Continue the piece on The Royal Tenenbaums from the point where it stops.

**Text block:**

========================================

Secondly, his attempted suicide. This is a naturally disturbing scene and is interestingly filmed completely differently from the rest of the film.
Horrified by hearing about the number of affairs and secrets Margot has hidden, Richie goes to the bathroom, cuts his hair, his beard, his wrists. Firstly the film breaks away from the rich colours and complex patterns which make up most of the film and offers only a stark blue light, giving the scene a cold and clinical feel. Secondly the scene is in fractured moments rather than a continuous narrative.
The pretentious part of me wants to say that the fractured structure matches the fractured nature of Richie's mind and it is true that after his suicide he becomes a lot more zen. However his attempted suicide leads me to the final (and in my opinion most depressing) part of the entire film.

Margot and Richie's resolution. The two sit in Richie's tent and discuss his suicide attempt. They declare their love for each other. They kiss. They hold each other. It is beautiful and poignant because the two can never publicly act on their feelings and are instead left with a depressing ultimatum.
I think we're just gonna to have to be secretly in love with each other and leave it at that, Ritchie.
The fact that the tent is in the ballroom, which houses Richie's art collection (a continuous shrine to Margot....) makes it all the more tragic,

After that little rundown of Richie's moments, it may be hard to believe that this is a comedy. Alternatively - the trailer sells the film as a lot more outright comedic than it is (however... they always struggle at marketing this type of thing). The film is a comedy but it is subtle and it finds comedy in the recesses and ridiculousness of tragedy. It isn't the easiest film to watch but by jove it is a stunning film.

So... they are the 'youth' of the Royal Tenenbaums. Let us look at the mighty Royal Tenenbaum and the sheer bastardness he displays.
Unexplained infidelities lead to the separation of Royal and his wife (though they never legally divorced). He then finds himself kicked out of his hotel. This is a tragic affair because it is a hotel populated by Flight of the Conchords minor roles!
Firstly the hotel manager (who kicks out Royal) is none other than the long suffering Greg (aka Frank Wood)!
Secondly, Dusty the lift operator is Seymour Cassel, who - as Johnny Boy - is the oldest member of the Tough Brets.

So, with no where to live, Royal fakes cancer (with Dusty posing as a Dr) and moves into the Tenenbaum home where he tries to refriend his children and destroy the blossoming (and really quite sweet) relationship between his wife and her new fiance, Heny Sherman. Poor Henry. Not only does he get embroiled in all the kerfuffle of this family reunion but he also has to face the passive aggressive racism from Royal.

========================================

**Recorded data:**

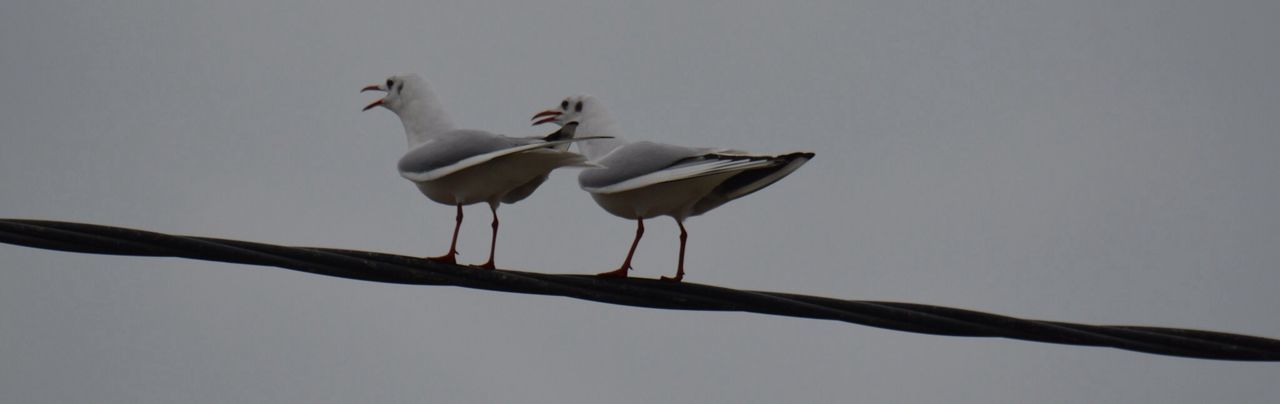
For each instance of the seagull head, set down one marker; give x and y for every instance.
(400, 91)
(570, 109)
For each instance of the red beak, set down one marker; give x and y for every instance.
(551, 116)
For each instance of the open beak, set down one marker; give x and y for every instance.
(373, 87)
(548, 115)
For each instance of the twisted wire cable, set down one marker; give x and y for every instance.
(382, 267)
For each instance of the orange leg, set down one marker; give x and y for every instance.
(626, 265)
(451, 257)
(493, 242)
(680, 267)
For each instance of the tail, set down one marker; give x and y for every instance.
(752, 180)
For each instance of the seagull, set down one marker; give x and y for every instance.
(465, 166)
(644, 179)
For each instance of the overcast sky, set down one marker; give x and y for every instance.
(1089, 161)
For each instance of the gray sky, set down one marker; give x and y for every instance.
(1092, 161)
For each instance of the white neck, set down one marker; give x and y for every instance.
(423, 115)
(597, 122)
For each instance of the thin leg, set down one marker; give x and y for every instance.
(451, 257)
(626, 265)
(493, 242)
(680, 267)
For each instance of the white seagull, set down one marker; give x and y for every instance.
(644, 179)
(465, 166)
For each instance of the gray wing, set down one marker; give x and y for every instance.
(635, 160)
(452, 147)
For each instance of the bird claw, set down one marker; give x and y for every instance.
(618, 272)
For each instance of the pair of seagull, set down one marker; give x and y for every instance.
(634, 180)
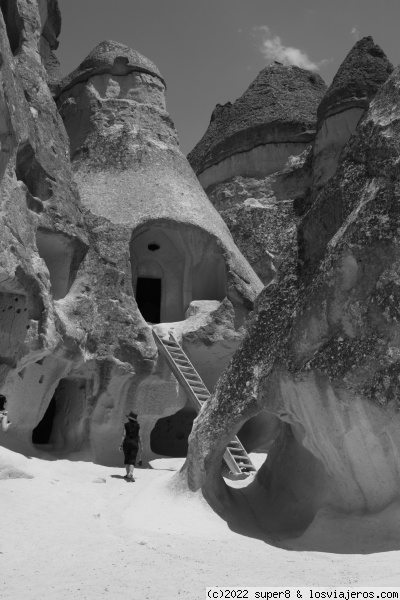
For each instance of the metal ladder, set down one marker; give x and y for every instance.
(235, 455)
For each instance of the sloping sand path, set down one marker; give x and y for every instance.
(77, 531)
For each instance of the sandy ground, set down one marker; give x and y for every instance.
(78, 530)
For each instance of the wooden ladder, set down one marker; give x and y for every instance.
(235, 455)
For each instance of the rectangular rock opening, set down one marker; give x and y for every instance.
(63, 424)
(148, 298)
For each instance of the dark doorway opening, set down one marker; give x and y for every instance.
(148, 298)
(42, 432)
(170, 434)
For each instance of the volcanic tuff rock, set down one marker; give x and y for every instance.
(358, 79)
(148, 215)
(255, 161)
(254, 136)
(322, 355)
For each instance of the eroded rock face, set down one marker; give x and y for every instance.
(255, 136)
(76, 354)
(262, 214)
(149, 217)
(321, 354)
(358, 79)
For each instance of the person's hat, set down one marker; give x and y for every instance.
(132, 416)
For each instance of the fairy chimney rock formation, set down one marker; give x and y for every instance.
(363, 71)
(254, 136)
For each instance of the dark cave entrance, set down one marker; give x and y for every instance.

========================================

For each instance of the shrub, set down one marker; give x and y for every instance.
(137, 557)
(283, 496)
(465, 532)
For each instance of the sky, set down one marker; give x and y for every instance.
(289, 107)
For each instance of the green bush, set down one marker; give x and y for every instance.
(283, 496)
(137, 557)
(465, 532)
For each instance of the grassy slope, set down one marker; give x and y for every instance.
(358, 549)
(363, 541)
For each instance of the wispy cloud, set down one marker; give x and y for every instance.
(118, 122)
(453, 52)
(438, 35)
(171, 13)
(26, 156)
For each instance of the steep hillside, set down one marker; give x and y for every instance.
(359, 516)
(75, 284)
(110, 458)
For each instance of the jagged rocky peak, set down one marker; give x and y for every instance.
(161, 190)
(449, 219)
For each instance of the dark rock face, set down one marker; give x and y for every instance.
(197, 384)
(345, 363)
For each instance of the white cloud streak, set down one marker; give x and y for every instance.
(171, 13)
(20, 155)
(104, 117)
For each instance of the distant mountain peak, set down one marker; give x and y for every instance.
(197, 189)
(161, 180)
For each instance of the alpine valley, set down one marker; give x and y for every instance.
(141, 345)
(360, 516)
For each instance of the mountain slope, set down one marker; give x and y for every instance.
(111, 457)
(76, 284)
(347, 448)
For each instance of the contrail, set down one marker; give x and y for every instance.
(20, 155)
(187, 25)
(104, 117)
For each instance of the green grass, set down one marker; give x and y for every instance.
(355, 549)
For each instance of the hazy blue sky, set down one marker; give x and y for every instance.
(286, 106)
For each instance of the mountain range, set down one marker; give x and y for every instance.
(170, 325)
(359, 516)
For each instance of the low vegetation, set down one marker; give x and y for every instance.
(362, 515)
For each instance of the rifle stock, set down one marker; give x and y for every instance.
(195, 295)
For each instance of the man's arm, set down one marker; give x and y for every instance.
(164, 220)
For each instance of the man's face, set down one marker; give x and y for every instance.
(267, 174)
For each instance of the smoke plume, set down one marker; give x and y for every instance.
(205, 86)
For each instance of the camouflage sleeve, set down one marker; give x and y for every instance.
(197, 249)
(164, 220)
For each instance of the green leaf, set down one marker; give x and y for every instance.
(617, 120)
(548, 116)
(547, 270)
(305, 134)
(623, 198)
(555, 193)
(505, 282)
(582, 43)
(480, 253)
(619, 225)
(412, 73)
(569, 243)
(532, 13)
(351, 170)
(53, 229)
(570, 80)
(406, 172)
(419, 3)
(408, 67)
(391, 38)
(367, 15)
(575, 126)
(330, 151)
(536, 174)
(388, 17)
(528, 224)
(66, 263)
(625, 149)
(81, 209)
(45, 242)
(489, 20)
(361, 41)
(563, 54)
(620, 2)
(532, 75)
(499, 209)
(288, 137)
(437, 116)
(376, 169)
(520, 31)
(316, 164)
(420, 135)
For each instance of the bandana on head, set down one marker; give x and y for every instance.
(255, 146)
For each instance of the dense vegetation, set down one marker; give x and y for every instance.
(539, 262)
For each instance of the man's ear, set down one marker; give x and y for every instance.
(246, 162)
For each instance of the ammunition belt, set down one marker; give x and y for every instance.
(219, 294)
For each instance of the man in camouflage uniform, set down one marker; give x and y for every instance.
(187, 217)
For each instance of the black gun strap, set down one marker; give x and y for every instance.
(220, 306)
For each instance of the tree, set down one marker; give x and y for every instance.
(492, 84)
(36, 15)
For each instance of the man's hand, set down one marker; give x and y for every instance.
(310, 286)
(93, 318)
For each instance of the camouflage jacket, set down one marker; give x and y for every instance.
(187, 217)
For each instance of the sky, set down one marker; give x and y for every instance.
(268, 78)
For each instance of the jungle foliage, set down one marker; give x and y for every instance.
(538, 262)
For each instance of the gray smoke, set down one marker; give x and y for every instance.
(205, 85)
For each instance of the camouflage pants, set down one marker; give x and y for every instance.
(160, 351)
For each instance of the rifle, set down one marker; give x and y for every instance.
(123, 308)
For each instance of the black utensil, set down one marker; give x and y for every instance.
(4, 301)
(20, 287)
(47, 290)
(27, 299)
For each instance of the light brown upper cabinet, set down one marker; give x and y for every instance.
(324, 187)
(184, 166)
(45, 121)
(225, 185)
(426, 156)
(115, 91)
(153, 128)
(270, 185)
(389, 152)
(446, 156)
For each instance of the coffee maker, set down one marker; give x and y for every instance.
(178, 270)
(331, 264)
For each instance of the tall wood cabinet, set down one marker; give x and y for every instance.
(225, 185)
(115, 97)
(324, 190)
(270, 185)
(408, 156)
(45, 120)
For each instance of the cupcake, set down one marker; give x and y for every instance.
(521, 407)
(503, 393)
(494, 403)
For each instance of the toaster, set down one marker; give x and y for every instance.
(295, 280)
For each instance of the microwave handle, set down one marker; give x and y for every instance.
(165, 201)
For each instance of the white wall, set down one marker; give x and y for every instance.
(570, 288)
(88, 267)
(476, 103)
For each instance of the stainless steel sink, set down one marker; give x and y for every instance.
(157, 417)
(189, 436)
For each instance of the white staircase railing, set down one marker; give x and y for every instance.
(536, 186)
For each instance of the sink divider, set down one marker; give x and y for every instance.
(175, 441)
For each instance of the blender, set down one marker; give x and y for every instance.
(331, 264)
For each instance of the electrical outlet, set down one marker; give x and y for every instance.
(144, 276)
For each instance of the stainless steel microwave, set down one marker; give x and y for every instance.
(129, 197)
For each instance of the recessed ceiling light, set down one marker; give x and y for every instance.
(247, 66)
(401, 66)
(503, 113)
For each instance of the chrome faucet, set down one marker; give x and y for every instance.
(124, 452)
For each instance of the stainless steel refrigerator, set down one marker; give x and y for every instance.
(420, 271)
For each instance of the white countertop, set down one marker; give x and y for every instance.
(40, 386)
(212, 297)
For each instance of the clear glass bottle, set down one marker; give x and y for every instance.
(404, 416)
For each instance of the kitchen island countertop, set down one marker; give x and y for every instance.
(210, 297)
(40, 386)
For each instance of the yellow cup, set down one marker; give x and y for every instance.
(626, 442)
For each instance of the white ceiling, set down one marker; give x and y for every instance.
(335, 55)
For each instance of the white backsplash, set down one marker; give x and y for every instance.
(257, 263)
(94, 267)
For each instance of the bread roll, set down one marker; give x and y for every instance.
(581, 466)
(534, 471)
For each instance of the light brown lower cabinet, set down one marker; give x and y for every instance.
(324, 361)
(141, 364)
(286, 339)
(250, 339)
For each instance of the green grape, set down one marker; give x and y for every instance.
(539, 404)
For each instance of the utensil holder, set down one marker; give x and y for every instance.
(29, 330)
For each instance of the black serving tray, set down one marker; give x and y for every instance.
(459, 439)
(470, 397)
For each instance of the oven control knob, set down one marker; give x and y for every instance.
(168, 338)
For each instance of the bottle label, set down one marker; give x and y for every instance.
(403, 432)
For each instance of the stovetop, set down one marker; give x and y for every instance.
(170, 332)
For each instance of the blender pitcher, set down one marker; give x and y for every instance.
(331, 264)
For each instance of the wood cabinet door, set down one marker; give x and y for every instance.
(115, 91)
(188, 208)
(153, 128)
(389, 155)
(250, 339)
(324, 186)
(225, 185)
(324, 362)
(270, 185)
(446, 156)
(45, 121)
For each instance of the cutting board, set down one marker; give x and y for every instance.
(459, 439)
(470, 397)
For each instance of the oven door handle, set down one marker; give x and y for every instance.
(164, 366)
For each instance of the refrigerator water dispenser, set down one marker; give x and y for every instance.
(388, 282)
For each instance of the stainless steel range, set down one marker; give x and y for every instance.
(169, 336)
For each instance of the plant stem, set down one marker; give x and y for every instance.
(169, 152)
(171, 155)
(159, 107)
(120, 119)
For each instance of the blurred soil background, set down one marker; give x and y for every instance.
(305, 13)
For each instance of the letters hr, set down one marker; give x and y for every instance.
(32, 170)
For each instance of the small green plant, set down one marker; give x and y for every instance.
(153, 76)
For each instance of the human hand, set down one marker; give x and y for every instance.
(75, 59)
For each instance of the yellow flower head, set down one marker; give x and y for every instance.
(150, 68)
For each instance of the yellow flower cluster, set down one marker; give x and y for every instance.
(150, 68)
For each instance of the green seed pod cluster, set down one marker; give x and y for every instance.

========================================

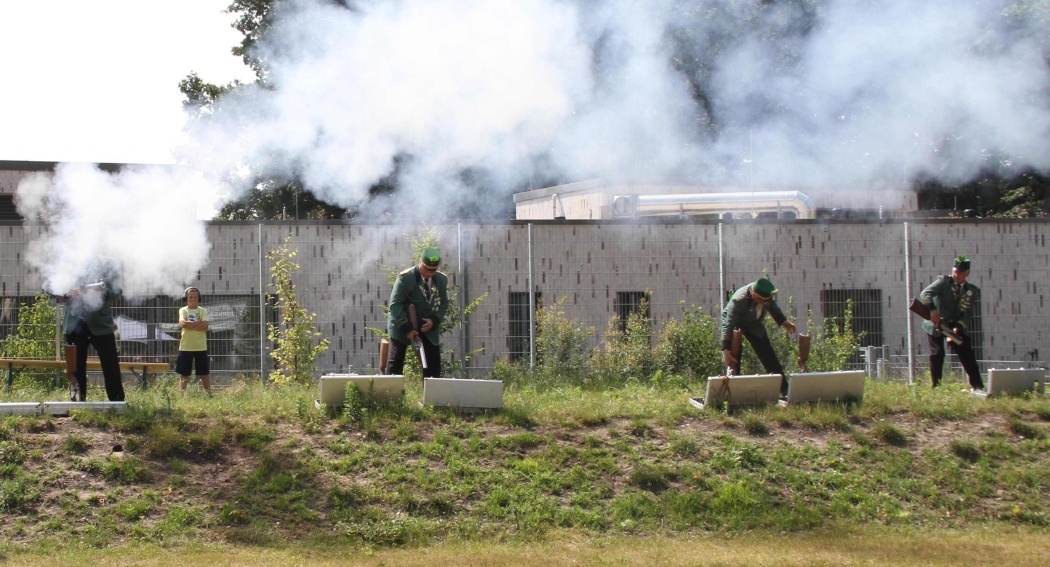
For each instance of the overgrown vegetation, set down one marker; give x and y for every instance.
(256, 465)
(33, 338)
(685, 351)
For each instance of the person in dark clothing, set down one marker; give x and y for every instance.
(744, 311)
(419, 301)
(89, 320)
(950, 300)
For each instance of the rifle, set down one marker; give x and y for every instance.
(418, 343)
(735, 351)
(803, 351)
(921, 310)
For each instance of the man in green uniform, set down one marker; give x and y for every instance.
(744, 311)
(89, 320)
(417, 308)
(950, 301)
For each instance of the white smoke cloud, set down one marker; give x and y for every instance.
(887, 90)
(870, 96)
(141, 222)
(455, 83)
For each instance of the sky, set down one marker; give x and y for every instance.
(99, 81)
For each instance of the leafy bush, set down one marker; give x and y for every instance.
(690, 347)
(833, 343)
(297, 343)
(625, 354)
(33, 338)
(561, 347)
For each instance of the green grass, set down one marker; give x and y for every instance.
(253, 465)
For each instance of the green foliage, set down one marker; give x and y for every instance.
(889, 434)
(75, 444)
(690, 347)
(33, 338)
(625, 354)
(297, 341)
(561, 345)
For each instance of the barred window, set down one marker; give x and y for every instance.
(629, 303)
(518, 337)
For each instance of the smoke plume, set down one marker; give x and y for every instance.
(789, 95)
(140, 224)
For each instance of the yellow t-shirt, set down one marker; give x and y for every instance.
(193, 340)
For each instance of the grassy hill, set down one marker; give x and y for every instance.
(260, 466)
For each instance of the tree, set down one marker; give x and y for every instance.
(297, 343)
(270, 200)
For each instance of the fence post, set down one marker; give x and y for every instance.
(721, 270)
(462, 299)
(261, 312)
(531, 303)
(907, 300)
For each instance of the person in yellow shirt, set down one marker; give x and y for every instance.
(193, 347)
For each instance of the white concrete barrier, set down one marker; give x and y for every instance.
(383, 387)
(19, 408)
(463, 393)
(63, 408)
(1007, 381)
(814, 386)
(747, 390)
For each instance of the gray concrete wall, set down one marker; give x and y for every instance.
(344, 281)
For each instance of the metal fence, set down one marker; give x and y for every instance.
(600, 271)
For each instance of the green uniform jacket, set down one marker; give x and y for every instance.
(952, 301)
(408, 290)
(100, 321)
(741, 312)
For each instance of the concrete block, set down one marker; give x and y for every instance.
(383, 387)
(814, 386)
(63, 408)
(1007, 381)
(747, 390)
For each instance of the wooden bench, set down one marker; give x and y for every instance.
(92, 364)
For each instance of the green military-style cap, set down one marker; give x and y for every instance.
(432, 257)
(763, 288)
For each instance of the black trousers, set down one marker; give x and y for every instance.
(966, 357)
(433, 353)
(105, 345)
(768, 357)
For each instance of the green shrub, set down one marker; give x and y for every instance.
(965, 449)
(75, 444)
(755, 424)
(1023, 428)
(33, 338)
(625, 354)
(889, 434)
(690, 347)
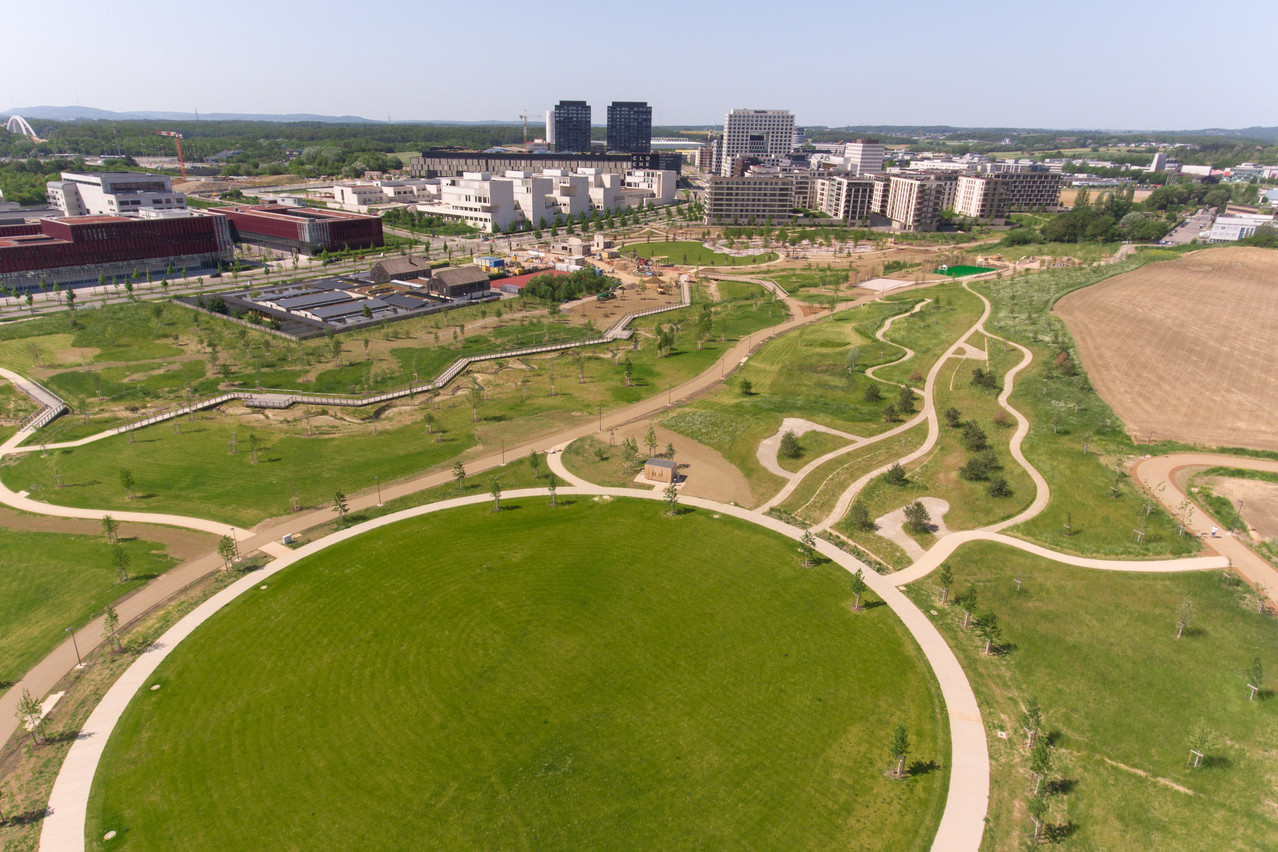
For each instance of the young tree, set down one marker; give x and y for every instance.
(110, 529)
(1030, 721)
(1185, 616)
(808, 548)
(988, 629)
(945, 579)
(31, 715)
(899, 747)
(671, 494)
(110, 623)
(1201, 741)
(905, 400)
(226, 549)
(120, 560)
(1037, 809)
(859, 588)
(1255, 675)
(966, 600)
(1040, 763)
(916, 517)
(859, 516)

========================================

**Result for this task:**
Whilst the racism bit is obviously bad. Don't forget he is pretending to have CANCER in order to get a free roof over his head and a free meal. Royal is not a nice man (despite being a fantastically jovial bad influence on his grand kids).

All this changes when he isn't allowed to see Richie at hospital. His family have finally shut him out once and for all and he sees he has to change his ways.
Royal makes an attempt to be more kind and observant. Caring for Chas and his children and finally allowing a divorce so that Henry Sherman can marry his ex.
This kindness causes Chas to have his breakdown and allow the two to finally forgive and forget.

The film begins with the family all together but falling apart. Royal being the brash and blunt catalyst in the families bitterness and deterioration. However the film ends with everyone as reconciled as possible (some things, such as Richie and Margot's relationship are never reconciled fully) brought together as a family by Royal's death.

And the final shot is of Royal's wonderful epitaph.


PhilH said...

I might have to watch this again today. And then maybe Rushmore as well.

Like you, this is my first, and so favourite, Wes Anderson film. Though I have a soft spot for The Life Aquatic too, as it is the first Anderson film I saw in the cinema.

Captain James Amazing said...

By the time Life Aquatic came out I was in pure love with Tenenbaums.

For that reason I was so excited by the dirst shot with the sans serif text in the corner of that painting. It was such a quintessential Wes Anderson shot and at that sizw it gave me goosebumps.